#### [Directions for this task]
Reproduce, word for word, every line starting at the line that contains "Could you please pick out the white" and ending with the final line of the entries.

BEGIN Input records

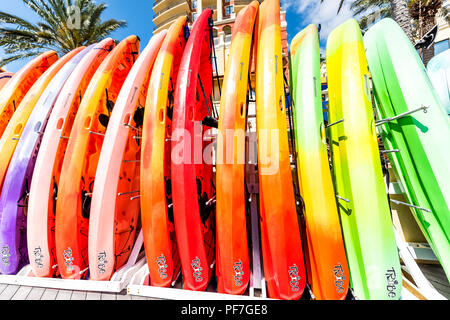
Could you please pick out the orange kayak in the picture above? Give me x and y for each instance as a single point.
(158, 229)
(233, 264)
(80, 161)
(16, 124)
(4, 78)
(115, 203)
(192, 185)
(45, 181)
(284, 267)
(12, 94)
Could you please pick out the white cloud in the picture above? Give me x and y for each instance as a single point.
(312, 11)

END Input records

#### [Result below]
Could you please pick out the white cloud in the picture above? Give me x and y for each instance as a single point.
(312, 11)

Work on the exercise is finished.